===== DATA SHOWN
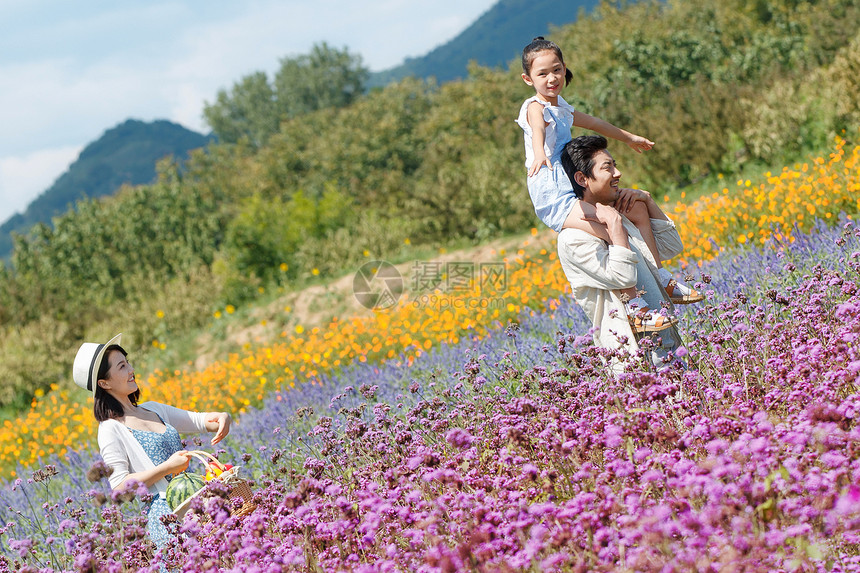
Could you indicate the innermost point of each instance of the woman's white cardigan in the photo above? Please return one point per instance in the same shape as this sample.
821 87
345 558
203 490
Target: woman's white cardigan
121 451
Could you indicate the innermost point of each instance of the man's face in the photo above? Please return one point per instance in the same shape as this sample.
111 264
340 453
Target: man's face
602 187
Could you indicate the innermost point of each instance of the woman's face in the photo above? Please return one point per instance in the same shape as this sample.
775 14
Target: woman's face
120 376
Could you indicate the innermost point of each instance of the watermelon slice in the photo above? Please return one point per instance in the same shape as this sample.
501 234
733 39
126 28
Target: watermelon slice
182 487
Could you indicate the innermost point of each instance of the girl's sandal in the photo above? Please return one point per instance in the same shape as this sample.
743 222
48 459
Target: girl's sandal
677 296
644 322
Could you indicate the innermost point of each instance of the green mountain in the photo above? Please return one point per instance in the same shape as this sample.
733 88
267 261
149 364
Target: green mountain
125 154
494 39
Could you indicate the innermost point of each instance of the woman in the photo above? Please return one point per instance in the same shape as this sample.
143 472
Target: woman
139 441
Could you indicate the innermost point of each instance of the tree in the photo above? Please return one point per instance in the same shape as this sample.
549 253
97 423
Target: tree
255 107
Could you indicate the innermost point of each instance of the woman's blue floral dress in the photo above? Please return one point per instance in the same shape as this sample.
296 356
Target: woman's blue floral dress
158 447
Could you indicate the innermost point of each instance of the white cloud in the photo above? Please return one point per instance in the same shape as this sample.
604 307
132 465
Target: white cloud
22 179
71 71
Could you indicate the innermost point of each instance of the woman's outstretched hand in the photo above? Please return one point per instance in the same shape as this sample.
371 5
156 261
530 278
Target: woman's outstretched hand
218 422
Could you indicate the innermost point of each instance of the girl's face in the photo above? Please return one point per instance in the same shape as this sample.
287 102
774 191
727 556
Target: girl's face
546 76
120 377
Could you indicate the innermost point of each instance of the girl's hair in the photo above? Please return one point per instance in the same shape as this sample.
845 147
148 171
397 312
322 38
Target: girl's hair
107 407
538 45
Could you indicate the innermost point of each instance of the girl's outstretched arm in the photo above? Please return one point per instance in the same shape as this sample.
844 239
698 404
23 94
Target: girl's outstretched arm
606 129
534 115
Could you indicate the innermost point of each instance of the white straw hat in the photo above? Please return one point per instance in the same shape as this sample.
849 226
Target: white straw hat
87 362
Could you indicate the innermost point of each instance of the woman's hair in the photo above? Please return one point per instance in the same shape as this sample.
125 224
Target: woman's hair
578 155
537 46
107 407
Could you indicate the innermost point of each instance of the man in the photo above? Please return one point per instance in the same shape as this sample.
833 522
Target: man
598 270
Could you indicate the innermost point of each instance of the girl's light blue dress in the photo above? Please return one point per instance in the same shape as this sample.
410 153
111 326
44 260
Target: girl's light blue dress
158 447
550 189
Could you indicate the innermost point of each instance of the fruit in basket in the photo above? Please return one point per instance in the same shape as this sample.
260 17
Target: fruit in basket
181 487
213 471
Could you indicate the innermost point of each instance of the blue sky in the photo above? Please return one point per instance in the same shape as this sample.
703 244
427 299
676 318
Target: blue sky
71 70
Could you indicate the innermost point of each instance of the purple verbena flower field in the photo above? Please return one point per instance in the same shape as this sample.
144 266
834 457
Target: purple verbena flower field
519 451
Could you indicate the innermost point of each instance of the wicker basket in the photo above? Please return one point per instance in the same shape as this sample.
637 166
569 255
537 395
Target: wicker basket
239 486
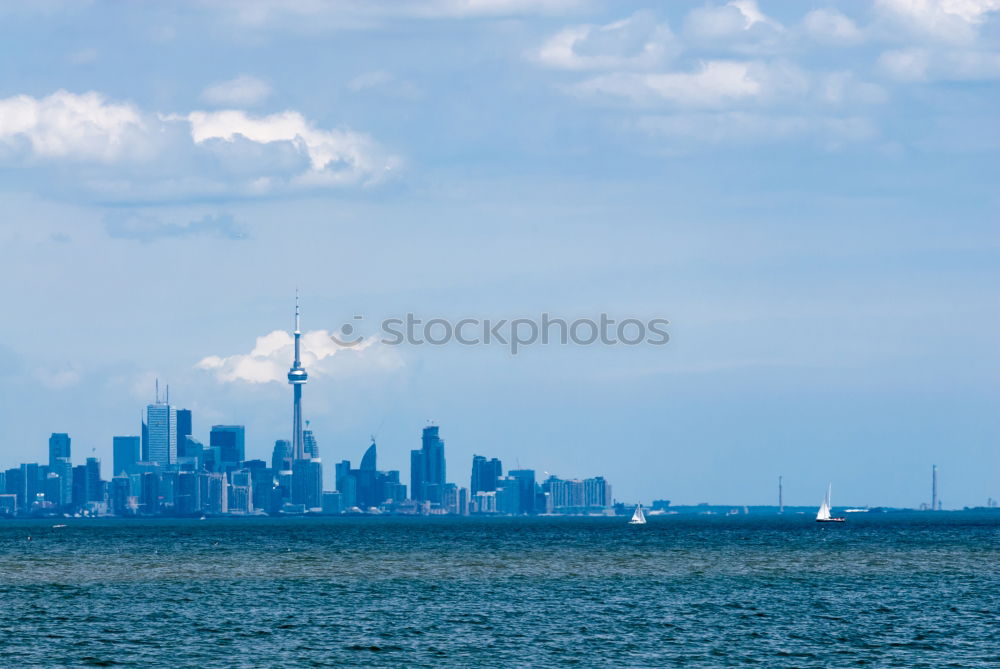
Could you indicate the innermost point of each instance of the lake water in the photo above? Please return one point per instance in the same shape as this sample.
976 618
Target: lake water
893 590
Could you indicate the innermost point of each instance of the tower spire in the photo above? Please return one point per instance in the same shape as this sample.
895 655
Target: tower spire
297 377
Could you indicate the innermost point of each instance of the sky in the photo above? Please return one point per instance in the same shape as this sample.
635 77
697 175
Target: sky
807 191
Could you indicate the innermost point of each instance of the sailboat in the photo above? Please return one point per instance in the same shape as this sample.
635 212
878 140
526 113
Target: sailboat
823 515
638 518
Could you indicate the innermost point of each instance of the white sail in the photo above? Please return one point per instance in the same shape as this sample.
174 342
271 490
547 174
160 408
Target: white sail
824 508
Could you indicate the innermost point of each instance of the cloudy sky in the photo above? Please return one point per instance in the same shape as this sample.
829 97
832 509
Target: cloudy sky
806 190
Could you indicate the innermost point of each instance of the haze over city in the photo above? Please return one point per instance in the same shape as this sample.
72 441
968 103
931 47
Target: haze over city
806 191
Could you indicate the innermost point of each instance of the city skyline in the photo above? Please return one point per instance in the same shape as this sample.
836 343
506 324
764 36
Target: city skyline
167 434
802 189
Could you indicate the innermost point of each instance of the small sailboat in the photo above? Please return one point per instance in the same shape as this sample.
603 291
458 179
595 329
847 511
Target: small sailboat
823 515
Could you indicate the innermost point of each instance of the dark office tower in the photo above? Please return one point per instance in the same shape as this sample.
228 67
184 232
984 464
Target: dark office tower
149 496
188 493
58 446
160 431
309 440
508 496
230 440
33 478
121 494
297 377
189 447
526 488
307 483
126 454
79 496
478 463
417 473
485 474
63 469
368 463
183 425
94 485
261 484
13 481
433 447
281 457
427 467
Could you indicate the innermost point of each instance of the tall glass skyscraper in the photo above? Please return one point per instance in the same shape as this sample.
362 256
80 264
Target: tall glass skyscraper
126 453
231 441
59 444
427 468
161 433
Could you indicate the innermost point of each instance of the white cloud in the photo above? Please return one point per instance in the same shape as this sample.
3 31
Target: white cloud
714 84
334 156
83 56
636 42
747 128
68 126
61 377
738 20
905 64
324 14
829 25
840 88
384 83
272 354
922 64
244 90
948 20
218 153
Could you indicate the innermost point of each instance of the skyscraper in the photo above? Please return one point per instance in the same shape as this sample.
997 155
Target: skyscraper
160 428
58 446
126 453
526 488
183 425
231 441
297 377
485 474
309 443
427 467
281 456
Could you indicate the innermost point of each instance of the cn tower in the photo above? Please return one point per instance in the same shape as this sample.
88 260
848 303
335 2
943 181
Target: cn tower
297 377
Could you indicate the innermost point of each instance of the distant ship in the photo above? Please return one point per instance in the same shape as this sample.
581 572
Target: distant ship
638 518
823 515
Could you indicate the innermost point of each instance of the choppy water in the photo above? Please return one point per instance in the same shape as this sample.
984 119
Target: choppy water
918 590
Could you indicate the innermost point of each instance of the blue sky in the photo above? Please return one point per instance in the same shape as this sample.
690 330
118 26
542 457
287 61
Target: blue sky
806 190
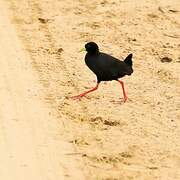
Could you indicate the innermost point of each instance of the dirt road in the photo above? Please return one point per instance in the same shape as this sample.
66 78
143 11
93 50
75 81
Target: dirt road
28 147
45 135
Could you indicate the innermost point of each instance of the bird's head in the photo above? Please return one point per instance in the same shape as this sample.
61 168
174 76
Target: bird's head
91 48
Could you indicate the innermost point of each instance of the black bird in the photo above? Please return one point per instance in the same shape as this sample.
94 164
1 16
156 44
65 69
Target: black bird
106 67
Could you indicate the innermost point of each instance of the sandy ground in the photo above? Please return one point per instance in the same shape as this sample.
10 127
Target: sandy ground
45 135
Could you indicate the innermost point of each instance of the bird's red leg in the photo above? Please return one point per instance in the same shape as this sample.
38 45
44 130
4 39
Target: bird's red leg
83 94
124 93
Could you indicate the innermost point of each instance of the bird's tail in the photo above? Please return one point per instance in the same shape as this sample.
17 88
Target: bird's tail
128 60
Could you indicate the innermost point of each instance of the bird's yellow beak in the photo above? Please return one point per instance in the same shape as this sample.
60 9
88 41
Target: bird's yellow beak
81 50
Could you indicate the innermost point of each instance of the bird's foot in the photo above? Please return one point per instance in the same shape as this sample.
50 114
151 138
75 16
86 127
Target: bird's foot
125 98
78 97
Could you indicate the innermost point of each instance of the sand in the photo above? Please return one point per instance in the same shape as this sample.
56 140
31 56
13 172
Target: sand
48 135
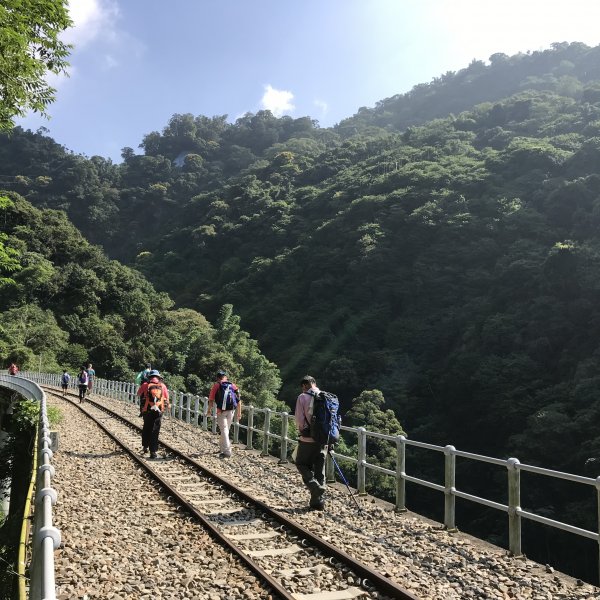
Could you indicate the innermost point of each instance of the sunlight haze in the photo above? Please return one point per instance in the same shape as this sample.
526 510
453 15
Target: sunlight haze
137 63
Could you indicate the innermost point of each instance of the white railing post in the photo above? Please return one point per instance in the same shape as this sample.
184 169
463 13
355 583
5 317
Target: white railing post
514 505
361 469
266 432
285 425
450 488
250 430
400 474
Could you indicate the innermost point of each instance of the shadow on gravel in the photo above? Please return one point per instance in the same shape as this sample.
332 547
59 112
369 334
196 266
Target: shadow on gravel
92 455
301 510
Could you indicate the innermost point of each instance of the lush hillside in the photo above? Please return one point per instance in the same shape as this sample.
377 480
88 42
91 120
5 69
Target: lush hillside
441 248
63 302
450 264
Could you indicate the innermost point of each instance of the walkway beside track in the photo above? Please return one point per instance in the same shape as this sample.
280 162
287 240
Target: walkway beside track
108 529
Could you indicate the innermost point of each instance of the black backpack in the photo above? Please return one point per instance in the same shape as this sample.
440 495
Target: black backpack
325 422
226 398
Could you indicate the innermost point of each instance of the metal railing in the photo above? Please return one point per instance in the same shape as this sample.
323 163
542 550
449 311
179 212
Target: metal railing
193 410
45 537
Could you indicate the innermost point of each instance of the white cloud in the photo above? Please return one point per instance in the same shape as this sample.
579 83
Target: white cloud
322 106
90 19
277 101
476 29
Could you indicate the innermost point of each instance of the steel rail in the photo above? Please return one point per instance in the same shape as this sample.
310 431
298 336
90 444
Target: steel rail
212 530
366 573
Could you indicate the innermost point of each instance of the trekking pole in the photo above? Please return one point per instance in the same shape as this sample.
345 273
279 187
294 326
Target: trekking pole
339 470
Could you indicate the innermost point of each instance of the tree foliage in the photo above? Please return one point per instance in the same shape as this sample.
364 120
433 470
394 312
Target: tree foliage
30 48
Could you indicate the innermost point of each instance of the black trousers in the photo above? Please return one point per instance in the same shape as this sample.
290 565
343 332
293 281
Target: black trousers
310 462
151 429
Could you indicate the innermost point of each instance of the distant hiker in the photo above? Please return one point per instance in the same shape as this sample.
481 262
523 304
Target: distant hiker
311 454
154 400
82 382
64 382
226 395
91 375
142 376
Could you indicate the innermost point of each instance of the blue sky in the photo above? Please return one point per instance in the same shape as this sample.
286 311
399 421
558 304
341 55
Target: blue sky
138 62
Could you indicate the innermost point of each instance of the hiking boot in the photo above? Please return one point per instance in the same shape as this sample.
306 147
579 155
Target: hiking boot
314 486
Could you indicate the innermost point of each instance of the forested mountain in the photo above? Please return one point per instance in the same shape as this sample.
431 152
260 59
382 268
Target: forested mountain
65 303
442 247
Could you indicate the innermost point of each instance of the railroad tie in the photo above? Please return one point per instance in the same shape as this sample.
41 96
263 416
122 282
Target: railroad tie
254 536
241 523
293 549
347 594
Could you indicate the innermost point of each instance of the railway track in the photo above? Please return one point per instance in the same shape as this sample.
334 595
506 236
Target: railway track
294 562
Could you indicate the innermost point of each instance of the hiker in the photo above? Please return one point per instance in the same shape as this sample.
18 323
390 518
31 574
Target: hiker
154 400
91 374
64 382
142 376
82 382
226 395
310 457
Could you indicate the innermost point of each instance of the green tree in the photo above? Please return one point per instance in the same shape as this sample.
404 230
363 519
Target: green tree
29 49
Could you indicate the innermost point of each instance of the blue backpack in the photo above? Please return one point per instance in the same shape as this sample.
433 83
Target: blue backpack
325 422
226 398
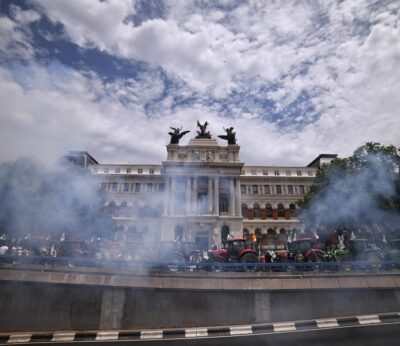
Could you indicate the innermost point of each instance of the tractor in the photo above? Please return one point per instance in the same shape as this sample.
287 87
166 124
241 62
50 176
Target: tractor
==========
→ **YOUR GOAL**
Show the lines of the data that hold the word "tractor".

→ **RESULT OF THE TASK**
Could you indicate the innermost point of each instance of the tractor in the photo above? Please return one point per instance in the same shape as this sample.
Target: tractor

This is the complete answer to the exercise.